### TASK ITEM
Retype each record exactly.

Natural-language object grounding data
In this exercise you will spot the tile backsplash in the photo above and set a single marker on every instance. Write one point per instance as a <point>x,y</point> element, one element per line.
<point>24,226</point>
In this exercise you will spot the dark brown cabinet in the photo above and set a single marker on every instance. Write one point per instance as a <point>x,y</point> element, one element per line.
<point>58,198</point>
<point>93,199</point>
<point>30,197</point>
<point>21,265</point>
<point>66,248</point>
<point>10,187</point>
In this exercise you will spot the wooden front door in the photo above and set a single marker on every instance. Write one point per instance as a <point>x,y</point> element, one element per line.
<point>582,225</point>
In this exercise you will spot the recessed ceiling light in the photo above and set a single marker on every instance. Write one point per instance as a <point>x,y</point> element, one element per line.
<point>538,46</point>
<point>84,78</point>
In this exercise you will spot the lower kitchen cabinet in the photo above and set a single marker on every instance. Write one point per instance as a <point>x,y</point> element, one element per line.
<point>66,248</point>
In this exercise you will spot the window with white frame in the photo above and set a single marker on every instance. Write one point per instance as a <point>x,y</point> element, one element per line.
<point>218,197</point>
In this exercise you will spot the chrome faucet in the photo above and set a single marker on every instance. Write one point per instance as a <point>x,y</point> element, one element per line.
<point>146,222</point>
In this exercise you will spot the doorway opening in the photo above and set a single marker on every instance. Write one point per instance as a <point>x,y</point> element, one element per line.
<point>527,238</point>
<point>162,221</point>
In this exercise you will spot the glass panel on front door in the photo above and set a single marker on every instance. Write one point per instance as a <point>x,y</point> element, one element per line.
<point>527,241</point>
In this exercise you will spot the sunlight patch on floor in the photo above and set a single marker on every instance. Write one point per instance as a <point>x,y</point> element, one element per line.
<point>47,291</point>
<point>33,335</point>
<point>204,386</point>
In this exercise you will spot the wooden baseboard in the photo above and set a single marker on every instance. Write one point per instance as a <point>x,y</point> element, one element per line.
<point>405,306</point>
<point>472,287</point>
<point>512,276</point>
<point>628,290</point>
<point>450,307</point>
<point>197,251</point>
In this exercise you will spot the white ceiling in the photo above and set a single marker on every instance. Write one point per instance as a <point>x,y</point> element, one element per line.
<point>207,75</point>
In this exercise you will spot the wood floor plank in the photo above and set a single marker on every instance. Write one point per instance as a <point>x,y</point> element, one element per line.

### REPLY TO THE EXERCISE
In this exercise you will spot the tile backsplash in the photo above and set a single marker on every instance. Write one point per instance as a <point>x,y</point> element, one element per line.
<point>24,226</point>
In this exercise you will spot the dark brown cabinet in the photo above and set a single marker on every instance. Write one point per instance as a <point>x,y</point> element, one element per line.
<point>58,198</point>
<point>93,199</point>
<point>30,197</point>
<point>21,265</point>
<point>66,248</point>
<point>10,187</point>
In this exercise you will spot the wooden front door in the photo above and set a single marker on every instance. Write one point per instance as a <point>x,y</point> element, one element per line.
<point>582,225</point>
In this exercise you will spot the recessed ceiling light in the photo above and set a single marker on every instance. Write one point per instance as a <point>x,y</point> element, one element per line.
<point>538,46</point>
<point>84,78</point>
In this exercise you will spot the lower kitchen cabinet in the photo above and set a single marker on every instance. Write one point per instance as a <point>x,y</point> element, one element per line.
<point>66,248</point>
In this exercise you will spot the window with white frame in the photo above and set a single marker on every instance. Write one point per instance as a <point>x,y</point> element, one element per line.
<point>218,197</point>
In this exercise you will spot the chrome faucet in the photo above and set a single marker on every instance. Write one point per instance as a <point>x,y</point> element, one element per line.
<point>146,222</point>
In this exercise you will spot the doorway opening in the photo above and set a single marker on every instance. Write one point per instance as a <point>x,y</point> element, one element per line.
<point>527,238</point>
<point>162,221</point>
In this exercise you will spot the glass panel on front door in the photo above and set a single marker on every instance. Write one point per instance as a <point>x,y</point> element, one element per line.
<point>527,241</point>
In this exercise you will spot the sunlight patch on floor in the photo above and set a single marker on every instance. Write one point per instance as a <point>x,y</point> element, one element per line.
<point>47,291</point>
<point>33,335</point>
<point>204,386</point>
In this exercise you will spot the wooden baseboard in the photo above and set a single marker on every instance. Write one point per instance as a <point>x,y</point> element, one element per line.
<point>405,306</point>
<point>472,287</point>
<point>512,276</point>
<point>628,290</point>
<point>450,307</point>
<point>197,251</point>
In this exercise you will spot the white ceiling in the photo above and set a single marker on every instance. Write one point per instance as a <point>x,y</point> element, one element per line.
<point>207,75</point>
In this exercise you will spot the wood floor plank in the photo above and set a single marker on every instance. Write one point per instance as a <point>x,y</point> element, one element per line.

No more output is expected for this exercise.